# Craigslist poster needing help w/fox killing animals



## HoosierShadow (Apr 20, 2010)

I saw this, and with so many knowledgable people here, I thought if anyone had ideas, they might contact/email these people with some ideas...normally I wouldn't post stuff, but sounds like they really need some help.

http://lexington.craigslist.org/grq/3019923075.html


----------



## freedomstarfarm (Mar 25, 2011)

You can buy humane traps at some feed stores to trap a fox. Sometimes the local humane society or town rent them or will even come place them for trapping.


----------



## keren (Oct 26, 2008)

Alpacas will run with the herd and keep foxes away. You can also get "fox lights" or just lock the critters up at nigbt although sometimes once a fox has figured out a food source it will come during the day. Or there are professional fox shooters here that will get rid of your problem fox for a fee


----------



## DDFN (Jul 31, 2011)

I think Llama's are the best at herd protection. Don't get me wrong I love my Pyrenees, but the llama is quite, more alert, easier to feed while in the herd and just plain protective. I actually had a fox give birth on the farm here and the mother was killing rabbits and other small things (we were lucky it was none of the ducks). I actually didn't mind having the foxes around because normally if you have foxes then coyotes will not stay in the same area. Well the one little farm that claimed the barn side of the farm was a sweet heart. It would come down and eat apples and pears that fell from the trees.

On that note we did read somewhere when we were seeing the foxes that if you want your livestock to be safe from them then to provide them with food. Such as dog food, fruits and veggies etc. I guess that is why they left ours alone because of all the fruit trees. I hate killing anything if there is another solution for it.

The worse thing we had was a raccoon killing our ducks. Raccoon's are too smart and can fit a duck through a 2x4" opening in fencing.


----------



## HoosierShadow (Apr 20, 2010)

Thanks, I'll pass everything along, and hopefully I hear back from her and they are able to get the fox thing under control. 
I know here, I've seen fox down the road, I've even seen a coyote running from something on the other side of a neighbors in a horse field. In Oct a fox was running from something and ran through our property. So I know we have both, but thankfully we've never had an issue. Knock on Wood!


----------



## DDFN (Jul 31, 2011)

Well it's kinda complicated but depending on your land and its set up depends on what is their territory. (like here) The bottom sheep fields butt up against some wooded land (not ours) and coyotes run that land. The bear is now running the land to the left of the sheep fields but use to be in the back 40. The foxes use to live under a concrete pad in the old barn in the back but would come down to the house which is probably 20 acres away from the coyote land. Now that we no longer see the foxes we have seen the coyotes moving up on the neighbors property next to our house and small breeding lot. I think that is mainly because no one lives on that land and its all wooded. So you could see them both but they normally don't hang around the others home spot.

(Stored entries)

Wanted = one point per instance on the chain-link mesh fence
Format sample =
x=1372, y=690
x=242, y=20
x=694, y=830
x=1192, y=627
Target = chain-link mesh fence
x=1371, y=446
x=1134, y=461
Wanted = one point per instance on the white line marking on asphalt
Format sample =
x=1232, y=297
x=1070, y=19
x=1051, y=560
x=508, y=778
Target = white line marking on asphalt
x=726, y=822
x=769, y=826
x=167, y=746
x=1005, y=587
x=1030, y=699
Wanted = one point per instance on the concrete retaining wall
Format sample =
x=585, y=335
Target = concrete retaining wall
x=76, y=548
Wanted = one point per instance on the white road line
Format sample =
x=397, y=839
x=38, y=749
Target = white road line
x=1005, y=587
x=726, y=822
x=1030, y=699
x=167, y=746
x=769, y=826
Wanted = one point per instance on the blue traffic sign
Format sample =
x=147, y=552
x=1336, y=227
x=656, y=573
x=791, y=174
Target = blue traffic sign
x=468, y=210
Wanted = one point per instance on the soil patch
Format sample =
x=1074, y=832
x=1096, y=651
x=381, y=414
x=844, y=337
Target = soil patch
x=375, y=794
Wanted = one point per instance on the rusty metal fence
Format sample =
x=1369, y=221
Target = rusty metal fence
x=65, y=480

# Problem details
Please write out the fox thread word for word, from "I think Llama's" up to and including "from the trees.".

# Reply to the exercise
I think Llama's are the best at herd protection. Don't get me wrong I love my Pyrenees, but the llama is quite, more alert, easier to feed while in the herd and just plain protective. I actually had a fox give birth on the farm here and the mother was killing rabbits and other small things (we were lucky it was none of the ducks). I actually didn't mind having the foxes around because normally if you have foxes then coyotes will not stay in the same area. Well the one little farm that claimed the barn side of the farm was a sweet heart. It would come down and eat apples and pears that fell from the trees.